## [EXERCISE]
Please transcribe the part of the London OSM Hack Weekend post starting at "Andrew, Thura, Dan, Matt, Shaun, Grant, Serge, Mick, me" and ending at "the two days.".

====== TEXT SEGMENT

Monday, 2 December 2013

Harry we missed you! London OSM Hack Weekend

Thura (half out of picture, sorry), Dan, Matt and Shaun do a "Harry"
I attended my first ever OSM Hack event over the weekend. I knew I needed to be down in South East England around the end of November so I managed to schedule my plans to include the hack event at AOL/MapQuest London offices. My own contribution was slight because I was still sorting out moving data from my old laptop to my new one, and didn't really achieve this until Sunday morning.

Andrew, Thura, Dan, Matt, Shaun, Grant, Serge, Mick, me (standing), Jon
(photo Simon, Cyclestreets)
The rest of this post is merely a collection of quick bullet points about things which happened, were talked about and so over the two days.

============
====== DATA UNDER STUDY

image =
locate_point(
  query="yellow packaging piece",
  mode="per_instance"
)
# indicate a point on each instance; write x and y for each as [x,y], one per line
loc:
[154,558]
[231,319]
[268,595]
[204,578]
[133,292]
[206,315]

============

## [EXERCISE RESPONSE]
Andrew, Thura, Dan, Matt, Shaun, Grant, Serge, Mick, me (standing), Jon
(photo Simon, Cyclestreets)
The rest of this post is merely a collection of quick bullet points about things which happened, were talked about and so over the two days.